- **Your instructions**
Beginning with the line where "Exercise. Mark the billboard" appears, repeat every remaining line of the entries exactly, the last line included.

- **Dataset excerpts**
──────────
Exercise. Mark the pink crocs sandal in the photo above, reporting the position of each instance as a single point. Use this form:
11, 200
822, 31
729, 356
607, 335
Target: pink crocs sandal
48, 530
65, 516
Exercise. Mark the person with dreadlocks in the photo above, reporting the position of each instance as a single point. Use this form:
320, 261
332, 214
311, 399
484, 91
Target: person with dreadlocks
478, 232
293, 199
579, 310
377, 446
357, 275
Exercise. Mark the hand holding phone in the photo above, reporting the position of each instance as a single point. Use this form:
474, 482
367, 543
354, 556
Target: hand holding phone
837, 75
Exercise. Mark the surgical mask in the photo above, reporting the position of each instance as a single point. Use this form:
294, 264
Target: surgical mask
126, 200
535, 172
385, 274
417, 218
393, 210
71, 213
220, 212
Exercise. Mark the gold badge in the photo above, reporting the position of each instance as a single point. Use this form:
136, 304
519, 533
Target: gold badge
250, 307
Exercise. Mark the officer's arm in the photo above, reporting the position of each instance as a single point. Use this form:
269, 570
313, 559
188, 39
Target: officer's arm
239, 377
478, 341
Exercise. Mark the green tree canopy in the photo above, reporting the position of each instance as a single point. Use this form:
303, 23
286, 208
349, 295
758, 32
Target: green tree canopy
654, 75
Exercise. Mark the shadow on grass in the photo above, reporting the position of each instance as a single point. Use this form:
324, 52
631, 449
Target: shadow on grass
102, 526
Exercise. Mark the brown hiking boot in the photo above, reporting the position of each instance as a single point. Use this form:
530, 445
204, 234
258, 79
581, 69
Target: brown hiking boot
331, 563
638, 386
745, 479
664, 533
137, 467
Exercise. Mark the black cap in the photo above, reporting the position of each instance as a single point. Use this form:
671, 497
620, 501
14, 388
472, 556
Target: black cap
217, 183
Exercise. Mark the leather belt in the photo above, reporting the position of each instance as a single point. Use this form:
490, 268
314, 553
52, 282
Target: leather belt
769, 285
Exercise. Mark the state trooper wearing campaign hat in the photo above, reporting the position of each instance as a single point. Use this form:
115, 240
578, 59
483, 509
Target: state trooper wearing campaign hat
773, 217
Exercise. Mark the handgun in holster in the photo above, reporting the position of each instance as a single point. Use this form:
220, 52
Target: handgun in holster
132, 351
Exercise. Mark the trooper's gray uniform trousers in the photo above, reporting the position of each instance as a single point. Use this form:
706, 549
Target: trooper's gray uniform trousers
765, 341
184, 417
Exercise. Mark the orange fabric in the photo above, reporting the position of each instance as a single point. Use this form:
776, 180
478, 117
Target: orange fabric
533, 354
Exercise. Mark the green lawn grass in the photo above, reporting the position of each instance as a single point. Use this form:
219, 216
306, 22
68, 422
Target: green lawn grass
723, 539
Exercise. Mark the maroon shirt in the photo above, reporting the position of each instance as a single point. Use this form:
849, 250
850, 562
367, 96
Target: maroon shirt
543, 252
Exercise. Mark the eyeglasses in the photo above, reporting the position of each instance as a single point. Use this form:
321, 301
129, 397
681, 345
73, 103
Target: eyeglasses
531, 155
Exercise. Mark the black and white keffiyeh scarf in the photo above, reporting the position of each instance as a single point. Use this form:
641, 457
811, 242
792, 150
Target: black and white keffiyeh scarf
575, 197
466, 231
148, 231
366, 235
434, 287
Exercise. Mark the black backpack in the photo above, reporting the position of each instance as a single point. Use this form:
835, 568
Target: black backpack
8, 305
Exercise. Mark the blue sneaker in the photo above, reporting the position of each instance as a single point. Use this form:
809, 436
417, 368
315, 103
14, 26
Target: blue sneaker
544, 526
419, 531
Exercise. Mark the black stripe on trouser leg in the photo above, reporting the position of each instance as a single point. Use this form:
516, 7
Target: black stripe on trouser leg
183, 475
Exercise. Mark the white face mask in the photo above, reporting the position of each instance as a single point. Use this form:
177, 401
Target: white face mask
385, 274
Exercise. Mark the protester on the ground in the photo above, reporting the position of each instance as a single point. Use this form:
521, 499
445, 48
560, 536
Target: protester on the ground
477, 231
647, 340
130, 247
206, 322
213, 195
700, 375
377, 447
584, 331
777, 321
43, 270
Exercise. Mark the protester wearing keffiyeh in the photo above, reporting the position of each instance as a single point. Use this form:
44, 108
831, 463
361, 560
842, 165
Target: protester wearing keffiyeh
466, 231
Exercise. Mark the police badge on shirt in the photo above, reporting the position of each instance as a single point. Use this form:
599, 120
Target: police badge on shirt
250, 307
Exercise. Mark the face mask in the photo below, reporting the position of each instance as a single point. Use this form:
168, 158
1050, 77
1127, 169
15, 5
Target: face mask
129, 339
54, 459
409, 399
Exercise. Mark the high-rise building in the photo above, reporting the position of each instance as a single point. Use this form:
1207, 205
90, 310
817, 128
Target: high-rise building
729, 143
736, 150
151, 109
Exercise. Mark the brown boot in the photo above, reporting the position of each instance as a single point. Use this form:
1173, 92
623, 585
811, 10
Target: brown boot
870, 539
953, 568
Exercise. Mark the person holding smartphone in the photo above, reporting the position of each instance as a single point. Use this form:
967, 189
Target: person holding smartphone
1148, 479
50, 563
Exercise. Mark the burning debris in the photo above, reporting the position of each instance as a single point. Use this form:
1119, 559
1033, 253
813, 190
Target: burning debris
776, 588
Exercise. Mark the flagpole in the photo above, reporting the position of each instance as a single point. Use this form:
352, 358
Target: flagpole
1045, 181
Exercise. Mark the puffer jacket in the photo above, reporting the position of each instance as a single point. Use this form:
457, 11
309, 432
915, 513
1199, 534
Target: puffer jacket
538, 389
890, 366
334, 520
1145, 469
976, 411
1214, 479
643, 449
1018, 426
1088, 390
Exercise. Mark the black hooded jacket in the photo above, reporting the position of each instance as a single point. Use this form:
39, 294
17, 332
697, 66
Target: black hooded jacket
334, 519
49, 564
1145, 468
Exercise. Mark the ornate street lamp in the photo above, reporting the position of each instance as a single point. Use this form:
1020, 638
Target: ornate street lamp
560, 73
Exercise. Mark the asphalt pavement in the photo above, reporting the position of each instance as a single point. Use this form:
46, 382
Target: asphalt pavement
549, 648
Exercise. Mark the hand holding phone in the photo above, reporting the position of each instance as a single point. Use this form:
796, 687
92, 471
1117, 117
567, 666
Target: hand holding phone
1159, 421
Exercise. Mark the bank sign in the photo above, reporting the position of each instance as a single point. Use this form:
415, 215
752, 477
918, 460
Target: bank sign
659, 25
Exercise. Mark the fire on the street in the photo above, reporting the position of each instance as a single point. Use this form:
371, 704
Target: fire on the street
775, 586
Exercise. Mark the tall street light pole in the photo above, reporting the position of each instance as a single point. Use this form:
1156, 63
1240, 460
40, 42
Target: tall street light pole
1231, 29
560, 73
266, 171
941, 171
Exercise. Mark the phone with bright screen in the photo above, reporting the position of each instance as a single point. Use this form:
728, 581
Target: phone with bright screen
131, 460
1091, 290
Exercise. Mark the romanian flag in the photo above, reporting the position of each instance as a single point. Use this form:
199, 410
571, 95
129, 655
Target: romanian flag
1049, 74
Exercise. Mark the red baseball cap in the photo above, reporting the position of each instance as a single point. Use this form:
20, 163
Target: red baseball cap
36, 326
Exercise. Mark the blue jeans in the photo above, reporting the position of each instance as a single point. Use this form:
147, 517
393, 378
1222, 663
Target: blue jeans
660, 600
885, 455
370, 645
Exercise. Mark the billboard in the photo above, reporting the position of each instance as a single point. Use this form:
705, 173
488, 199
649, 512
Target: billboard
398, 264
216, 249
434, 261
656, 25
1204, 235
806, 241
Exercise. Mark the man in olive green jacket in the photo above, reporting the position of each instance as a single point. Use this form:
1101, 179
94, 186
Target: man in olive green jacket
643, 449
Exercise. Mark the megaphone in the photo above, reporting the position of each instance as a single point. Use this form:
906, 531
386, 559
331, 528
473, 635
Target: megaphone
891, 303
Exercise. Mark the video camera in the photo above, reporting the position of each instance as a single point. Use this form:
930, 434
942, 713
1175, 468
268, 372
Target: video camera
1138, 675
──────────
- **Response to the task**
Exercise. Mark the billboard in the photo above, reporting the position of each instance as a single point. Use this form:
705, 173
488, 199
649, 512
Target: billboard
398, 264
216, 249
434, 261
656, 25
1204, 235
806, 241
Exercise. Mark the man in olive green jacket in the photo above, reporting the position of each instance as a single point. Use this form:
1101, 179
94, 186
Target: man in olive green jacket
643, 449
Exercise. Mark the megaphone in the photo above, reporting the position of each instance as a single point. Use this form:
906, 531
386, 559
331, 528
473, 635
Target: megaphone
891, 303
Exercise. Mark the video camera in the photo above, reporting the position of each instance as a single point. Use this form:
930, 434
942, 713
1175, 468
268, 372
Target: video camera
1138, 675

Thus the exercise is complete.